Task requirements:
Return each line of the listing below word for word, and leave the pictures out of your answer.

--- Start of Task data ---

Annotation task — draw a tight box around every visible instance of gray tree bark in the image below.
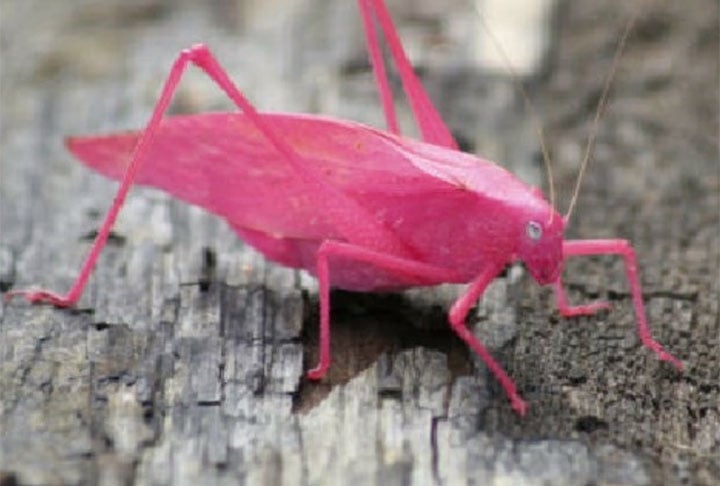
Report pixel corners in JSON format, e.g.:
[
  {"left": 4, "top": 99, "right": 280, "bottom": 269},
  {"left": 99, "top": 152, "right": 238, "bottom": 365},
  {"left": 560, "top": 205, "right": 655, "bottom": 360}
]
[{"left": 0, "top": 0, "right": 720, "bottom": 485}]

--- End of Task data ---

Output for this exercise:
Annotation task — draw a tight box around every visible instance of gray tree bark in the image below.
Report pixel corners in JSON format, e.g.:
[
  {"left": 4, "top": 99, "right": 280, "bottom": 269},
  {"left": 99, "top": 152, "right": 238, "bottom": 365},
  {"left": 560, "top": 205, "right": 655, "bottom": 360}
]
[{"left": 0, "top": 0, "right": 720, "bottom": 485}]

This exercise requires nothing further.